Given passage:

===

FULTON, Mo. -- Cynthia Cheever neatly arranged the stuffed animals on her wooden bunk bed's pink comforter. "And this one is from my grandparents," the 14-year-old chirped. "We are having a really good relationship now."
It wasn't always so.
Cynthia doesn't know her father, and her mother died more than a decade ago. Her grandparents took custody. But the girl seemed angry at the world. She stole money and a car from her grandparents and hung out with people who were stealing, doing drugs, drinking. Two of her friends in that risky environment died. Cynthia eventually ran afoul of juvenile authorities.
But living under a court-ordered "contract" with other juvenile offenders in a nurturing, home-like setting, balancing chores and schedules with mandatory school work, Cynthia says her life has changed.
Now she hugs and laughs and confers quietly with the other girls at the Missouri Division of Youth Services' Rosa Parks Center, a former college dorm housing up to a dozen female juvenile offenders.
There are strict rules but it's nothing like a prison. There are no cells, no guards, no electric fences. There is frozen pizza in the fridge, and the right to call other students into a circle to talk about problems before they can erupt into violent confrontations. No one gets hurt.
"I have to keep my mind clear, make better friends, do what I need to do to be responsible," Cynthia says. "It isn't hard to be good if you just keep trying."

===

Records supplied:
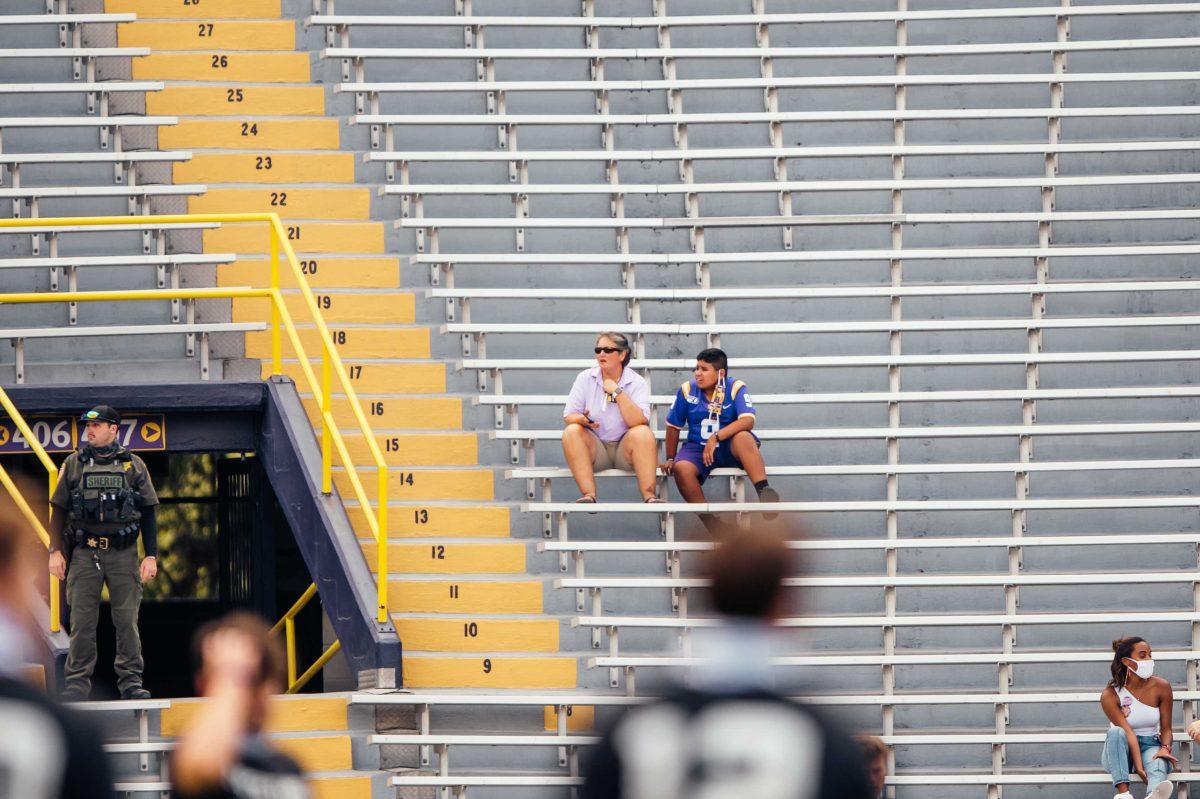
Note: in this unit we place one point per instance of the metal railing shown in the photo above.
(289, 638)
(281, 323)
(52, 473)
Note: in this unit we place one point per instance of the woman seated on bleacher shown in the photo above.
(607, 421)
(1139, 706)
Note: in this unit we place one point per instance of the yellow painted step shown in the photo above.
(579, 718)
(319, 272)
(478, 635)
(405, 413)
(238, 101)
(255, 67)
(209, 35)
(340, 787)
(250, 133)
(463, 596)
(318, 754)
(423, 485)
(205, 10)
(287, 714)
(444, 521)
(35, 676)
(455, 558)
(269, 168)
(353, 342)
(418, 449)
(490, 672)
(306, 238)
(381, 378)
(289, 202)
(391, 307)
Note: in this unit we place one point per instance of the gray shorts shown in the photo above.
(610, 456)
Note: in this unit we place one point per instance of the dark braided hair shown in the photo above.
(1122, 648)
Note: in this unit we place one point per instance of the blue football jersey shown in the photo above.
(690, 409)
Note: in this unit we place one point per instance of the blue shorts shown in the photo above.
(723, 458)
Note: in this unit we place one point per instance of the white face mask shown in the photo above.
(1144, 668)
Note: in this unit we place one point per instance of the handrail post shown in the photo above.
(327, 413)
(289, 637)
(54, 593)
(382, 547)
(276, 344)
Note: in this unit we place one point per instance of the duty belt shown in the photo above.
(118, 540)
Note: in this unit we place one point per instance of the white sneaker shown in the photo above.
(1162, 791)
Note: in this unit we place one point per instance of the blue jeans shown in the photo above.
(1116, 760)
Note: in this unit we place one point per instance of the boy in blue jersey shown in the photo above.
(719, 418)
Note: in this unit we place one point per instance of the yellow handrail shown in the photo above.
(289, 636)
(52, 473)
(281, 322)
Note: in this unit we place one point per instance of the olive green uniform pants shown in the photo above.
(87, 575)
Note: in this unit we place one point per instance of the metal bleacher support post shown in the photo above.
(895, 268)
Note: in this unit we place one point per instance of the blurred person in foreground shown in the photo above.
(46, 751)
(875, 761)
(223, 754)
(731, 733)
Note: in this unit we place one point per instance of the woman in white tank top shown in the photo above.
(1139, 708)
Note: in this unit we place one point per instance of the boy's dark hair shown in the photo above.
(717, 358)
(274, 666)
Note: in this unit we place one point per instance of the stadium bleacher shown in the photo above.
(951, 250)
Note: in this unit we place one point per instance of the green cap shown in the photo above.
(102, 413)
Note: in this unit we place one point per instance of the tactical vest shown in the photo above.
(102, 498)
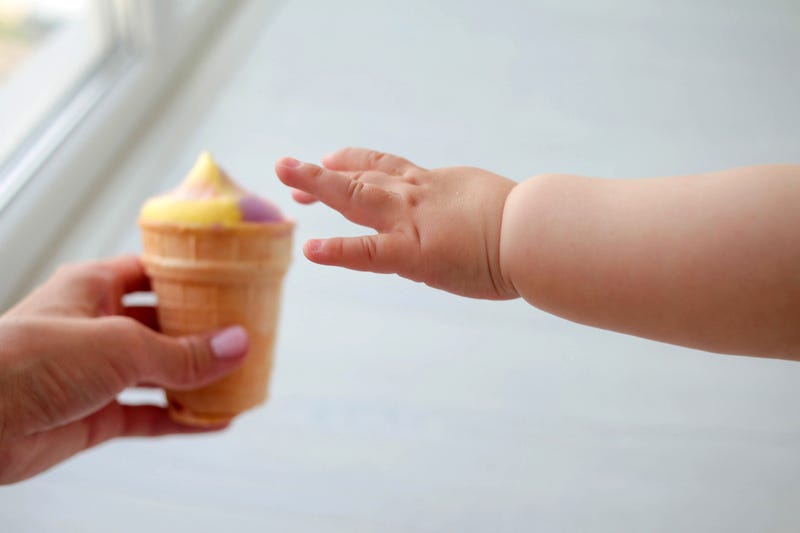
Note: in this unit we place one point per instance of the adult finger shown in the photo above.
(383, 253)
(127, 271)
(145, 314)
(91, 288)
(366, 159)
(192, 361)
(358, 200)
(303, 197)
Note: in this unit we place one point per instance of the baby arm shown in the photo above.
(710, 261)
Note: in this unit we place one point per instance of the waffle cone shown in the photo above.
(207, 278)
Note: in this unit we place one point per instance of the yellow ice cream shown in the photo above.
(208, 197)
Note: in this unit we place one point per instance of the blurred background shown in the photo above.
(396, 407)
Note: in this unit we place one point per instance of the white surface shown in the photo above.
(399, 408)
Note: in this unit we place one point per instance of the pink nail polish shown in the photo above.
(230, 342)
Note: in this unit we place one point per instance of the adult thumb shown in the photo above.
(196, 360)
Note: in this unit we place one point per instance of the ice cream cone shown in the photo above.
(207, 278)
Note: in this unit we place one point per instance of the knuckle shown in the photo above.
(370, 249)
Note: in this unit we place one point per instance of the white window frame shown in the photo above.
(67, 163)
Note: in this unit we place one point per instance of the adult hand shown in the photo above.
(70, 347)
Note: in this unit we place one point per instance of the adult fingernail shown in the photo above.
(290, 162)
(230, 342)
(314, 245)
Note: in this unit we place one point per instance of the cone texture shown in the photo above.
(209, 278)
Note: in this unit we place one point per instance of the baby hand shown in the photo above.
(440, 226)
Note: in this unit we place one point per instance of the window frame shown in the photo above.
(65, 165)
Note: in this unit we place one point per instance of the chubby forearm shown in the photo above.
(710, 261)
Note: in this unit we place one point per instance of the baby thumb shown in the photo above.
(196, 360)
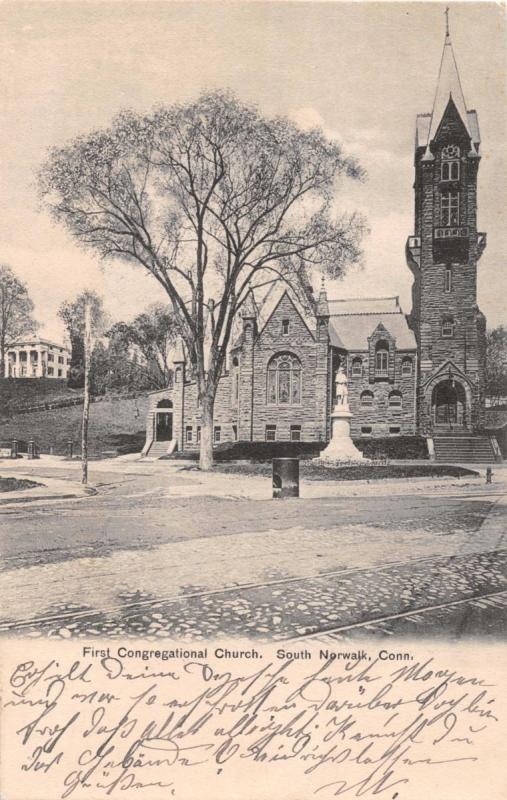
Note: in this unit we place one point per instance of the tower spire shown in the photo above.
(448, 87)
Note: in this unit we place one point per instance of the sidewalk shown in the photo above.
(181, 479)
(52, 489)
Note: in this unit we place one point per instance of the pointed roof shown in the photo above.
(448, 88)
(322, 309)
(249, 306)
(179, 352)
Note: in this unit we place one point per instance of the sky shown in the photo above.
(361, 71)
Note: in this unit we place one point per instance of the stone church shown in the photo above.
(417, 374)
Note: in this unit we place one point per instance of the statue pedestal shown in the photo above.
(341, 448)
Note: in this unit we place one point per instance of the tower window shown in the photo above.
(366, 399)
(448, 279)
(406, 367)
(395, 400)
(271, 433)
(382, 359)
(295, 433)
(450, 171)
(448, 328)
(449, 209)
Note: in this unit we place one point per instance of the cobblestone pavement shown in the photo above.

===

Activity 1:
In the article about Cynthia Cheever, reproduce the stretch from "But living under" through "female juvenile offenders.", swapping "nurturing" for "supportive".
Activity 2:
According to the article about Cynthia Cheever, how many female juvenile offenders can the Rosa Parks Center house?

Task result 1:
But living under a court-ordered "contract" with other juvenile offenders in a supportive, home-like setting, balancing chores and schedules with mandatory school work, Cynthia says her life has changed.
Now she hugs and laughs and confers quietly with the other girls at the Missouri Division of Youth Services' Rosa Parks Center, a former college dorm housing up to a dozen female juvenile offenders.

Task result 2:
Up to a dozen.